▼
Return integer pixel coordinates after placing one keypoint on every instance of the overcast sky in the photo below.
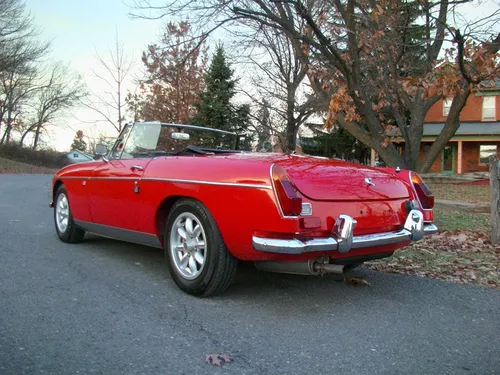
(79, 28)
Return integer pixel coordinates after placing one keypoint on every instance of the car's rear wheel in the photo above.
(66, 229)
(197, 257)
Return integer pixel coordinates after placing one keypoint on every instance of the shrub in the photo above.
(45, 158)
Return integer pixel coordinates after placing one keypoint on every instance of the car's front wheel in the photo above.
(197, 257)
(66, 229)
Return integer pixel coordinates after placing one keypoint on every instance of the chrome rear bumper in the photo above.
(343, 240)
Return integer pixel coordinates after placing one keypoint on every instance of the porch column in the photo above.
(459, 157)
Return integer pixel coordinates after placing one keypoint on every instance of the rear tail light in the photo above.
(288, 196)
(423, 193)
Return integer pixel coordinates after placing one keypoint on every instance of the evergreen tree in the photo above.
(215, 109)
(78, 142)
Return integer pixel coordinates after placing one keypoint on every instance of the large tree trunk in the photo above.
(450, 127)
(415, 131)
(37, 136)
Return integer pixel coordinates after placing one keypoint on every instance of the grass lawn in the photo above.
(11, 166)
(460, 253)
(461, 192)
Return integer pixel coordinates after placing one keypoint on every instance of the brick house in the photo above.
(476, 139)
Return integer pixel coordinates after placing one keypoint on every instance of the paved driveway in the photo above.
(107, 307)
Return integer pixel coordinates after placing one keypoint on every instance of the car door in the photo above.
(115, 185)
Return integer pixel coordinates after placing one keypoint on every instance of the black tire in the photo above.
(219, 266)
(71, 233)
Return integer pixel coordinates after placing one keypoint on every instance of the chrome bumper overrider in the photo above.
(343, 240)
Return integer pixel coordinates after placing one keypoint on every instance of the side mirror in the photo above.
(101, 150)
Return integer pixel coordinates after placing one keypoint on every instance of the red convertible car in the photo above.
(187, 190)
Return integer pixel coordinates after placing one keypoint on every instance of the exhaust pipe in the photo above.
(312, 267)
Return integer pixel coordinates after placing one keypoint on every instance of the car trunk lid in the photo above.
(335, 180)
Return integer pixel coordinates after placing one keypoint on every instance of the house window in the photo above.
(485, 151)
(446, 106)
(488, 108)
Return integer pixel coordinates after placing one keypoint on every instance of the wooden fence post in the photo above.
(494, 165)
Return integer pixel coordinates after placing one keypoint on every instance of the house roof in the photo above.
(81, 153)
(466, 128)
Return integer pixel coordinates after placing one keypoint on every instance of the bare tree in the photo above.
(57, 92)
(20, 53)
(378, 64)
(110, 104)
(283, 93)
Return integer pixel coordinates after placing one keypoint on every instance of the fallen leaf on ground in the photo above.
(216, 359)
(356, 281)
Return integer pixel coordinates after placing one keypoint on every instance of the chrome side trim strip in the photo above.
(99, 178)
(174, 180)
(235, 184)
(115, 233)
(342, 239)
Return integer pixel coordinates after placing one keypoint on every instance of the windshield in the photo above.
(155, 139)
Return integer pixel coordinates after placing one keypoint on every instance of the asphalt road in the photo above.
(107, 307)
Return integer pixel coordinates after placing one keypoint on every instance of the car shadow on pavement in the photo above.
(253, 284)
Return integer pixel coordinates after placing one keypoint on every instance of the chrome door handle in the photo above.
(136, 168)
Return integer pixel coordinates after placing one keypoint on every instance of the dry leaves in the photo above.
(218, 359)
(355, 281)
(464, 257)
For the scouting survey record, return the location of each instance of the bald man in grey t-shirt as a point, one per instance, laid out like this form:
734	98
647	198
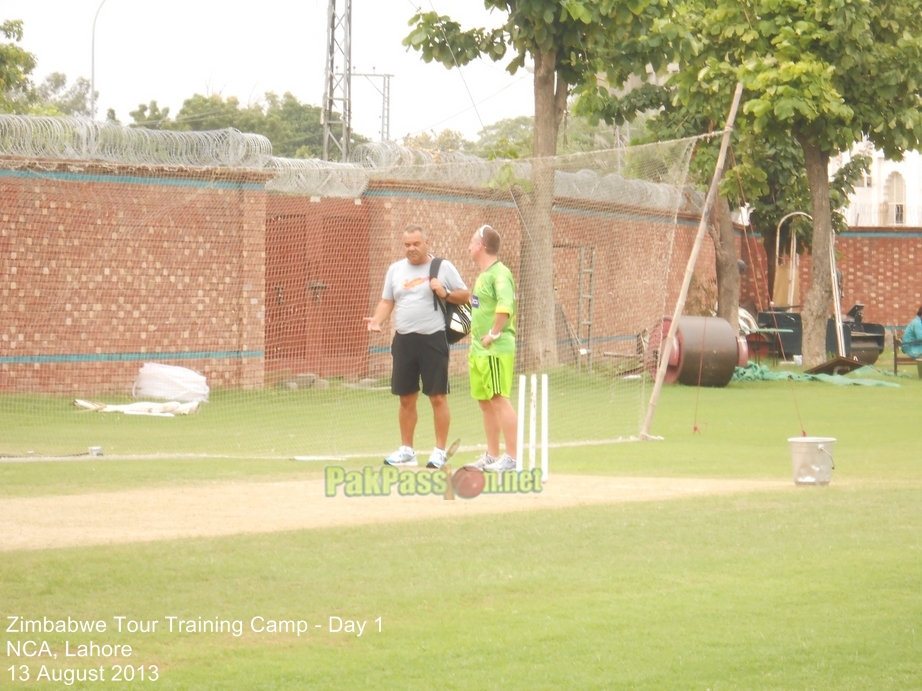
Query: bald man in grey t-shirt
420	347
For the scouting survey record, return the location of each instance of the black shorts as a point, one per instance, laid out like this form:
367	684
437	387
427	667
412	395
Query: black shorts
420	356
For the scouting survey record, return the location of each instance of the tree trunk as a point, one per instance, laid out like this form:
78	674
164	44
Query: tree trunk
728	274
537	325
819	297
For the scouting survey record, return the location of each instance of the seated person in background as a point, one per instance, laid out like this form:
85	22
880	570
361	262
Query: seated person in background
912	337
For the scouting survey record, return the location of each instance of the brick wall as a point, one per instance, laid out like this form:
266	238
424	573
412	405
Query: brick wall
879	265
104	267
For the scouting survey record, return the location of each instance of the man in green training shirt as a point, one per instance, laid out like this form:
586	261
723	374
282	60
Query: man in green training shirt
▲
# DIRECTIONS FOR THIS TASK:
Copy every line where the word "scouting" is present in the entries above.

# SOLUTION FOR THIS PROBLEM:
For the scouting survey record, return the location of each instance of the bald man in grey t-shirt as a point, one per instance, laid out like this form:
For the scouting survey record, return the location of each instance of the black shorts as a point, one per instance, laid out like this form:
For the scouting survey record, return the location of each instance of the tree trunk as a point, one per instance, laid out like this form:
For the scouting survey record, return the location of each instance of the seated person in background as a point, one per instance, laid out like this form:
For the scouting survey record, return the location of each instance of the brick wall as a point, one per instance, laid out like this form:
For the scouting survey record, return the location of each instance of the man in green training shirt as a point, one per instance, laid out like this form:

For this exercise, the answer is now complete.